ACTION ITEM. From the line that holds "Return one point for each instance of the car roof." to the last line of the data, copy everything exactly; leave out all the rest.

DATA.

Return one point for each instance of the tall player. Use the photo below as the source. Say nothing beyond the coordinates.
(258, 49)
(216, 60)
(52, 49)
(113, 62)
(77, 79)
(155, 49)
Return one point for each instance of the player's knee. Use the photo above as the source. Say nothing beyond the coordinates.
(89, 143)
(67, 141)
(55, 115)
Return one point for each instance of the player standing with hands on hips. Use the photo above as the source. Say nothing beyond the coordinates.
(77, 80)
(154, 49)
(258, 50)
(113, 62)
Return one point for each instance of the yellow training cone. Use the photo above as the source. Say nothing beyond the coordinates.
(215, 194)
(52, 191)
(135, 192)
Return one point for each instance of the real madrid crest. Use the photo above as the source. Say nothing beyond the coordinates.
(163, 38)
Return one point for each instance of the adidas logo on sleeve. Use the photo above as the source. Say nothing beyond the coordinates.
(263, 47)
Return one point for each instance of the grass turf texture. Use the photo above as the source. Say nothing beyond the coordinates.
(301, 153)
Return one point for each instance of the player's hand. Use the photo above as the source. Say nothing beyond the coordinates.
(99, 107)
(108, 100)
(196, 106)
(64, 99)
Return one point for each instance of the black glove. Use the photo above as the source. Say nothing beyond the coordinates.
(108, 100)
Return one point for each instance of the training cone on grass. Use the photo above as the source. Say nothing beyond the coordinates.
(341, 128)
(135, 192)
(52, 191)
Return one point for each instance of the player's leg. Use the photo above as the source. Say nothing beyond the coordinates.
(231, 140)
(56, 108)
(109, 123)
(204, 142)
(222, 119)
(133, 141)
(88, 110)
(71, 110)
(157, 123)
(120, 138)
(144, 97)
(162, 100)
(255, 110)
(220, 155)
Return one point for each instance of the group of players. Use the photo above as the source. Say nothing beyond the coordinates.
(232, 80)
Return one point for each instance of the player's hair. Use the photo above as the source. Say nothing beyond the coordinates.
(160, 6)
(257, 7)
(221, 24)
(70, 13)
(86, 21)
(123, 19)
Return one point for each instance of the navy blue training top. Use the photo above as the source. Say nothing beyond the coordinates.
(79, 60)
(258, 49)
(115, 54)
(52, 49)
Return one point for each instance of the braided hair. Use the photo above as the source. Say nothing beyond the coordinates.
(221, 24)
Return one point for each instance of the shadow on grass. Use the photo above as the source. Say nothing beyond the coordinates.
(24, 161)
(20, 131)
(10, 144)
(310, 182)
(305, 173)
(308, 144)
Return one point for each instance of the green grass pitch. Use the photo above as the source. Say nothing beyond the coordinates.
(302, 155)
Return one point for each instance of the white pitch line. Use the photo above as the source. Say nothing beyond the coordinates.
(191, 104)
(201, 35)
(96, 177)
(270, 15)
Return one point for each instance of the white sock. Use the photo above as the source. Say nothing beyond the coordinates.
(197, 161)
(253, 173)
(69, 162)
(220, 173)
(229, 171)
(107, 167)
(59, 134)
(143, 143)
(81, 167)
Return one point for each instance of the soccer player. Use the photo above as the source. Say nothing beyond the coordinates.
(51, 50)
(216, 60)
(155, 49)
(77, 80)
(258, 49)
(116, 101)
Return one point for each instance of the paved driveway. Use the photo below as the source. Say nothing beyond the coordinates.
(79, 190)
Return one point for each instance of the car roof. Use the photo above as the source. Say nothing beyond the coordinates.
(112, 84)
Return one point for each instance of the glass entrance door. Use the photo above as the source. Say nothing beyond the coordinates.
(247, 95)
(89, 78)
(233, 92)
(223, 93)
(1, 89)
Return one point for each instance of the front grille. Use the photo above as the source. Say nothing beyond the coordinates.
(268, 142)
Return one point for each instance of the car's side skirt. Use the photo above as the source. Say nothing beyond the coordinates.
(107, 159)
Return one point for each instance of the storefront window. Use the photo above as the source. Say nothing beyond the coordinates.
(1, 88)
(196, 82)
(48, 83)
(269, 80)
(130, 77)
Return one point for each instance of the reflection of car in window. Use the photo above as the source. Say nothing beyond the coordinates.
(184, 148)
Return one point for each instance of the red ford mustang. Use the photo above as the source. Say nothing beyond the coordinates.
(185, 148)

RESULT BELOW.
Return one point for each instance of the car roof. Use the photo above as the source. Say nothing beyond the coordinates.
(112, 84)
Return one point for each instance of the glass entrance door. Use the photo above as the source. Say nothing beyond the coordinates.
(247, 95)
(89, 78)
(233, 92)
(223, 93)
(1, 89)
Return one point for each instance of the front grille. Use the photo above as the source. Say nothing beyond the coordinates.
(268, 142)
Return one point for each instance of the car's side skirt. Use the photo above as the source. Say nothing beyond the coordinates.
(107, 159)
Return one point for each instance of the storefront window. Use the photo above as the source. Say nothing beyond the coordinates.
(1, 88)
(196, 82)
(48, 83)
(269, 80)
(130, 77)
Return one point for each instance of the reflection of car in window. Use the photo above as the source. Say nothing beyond the coordinates.
(184, 148)
Return one point for each instance of the red ford mustang. Use the photo above as the source. Say nothing beyond the coordinates.
(185, 148)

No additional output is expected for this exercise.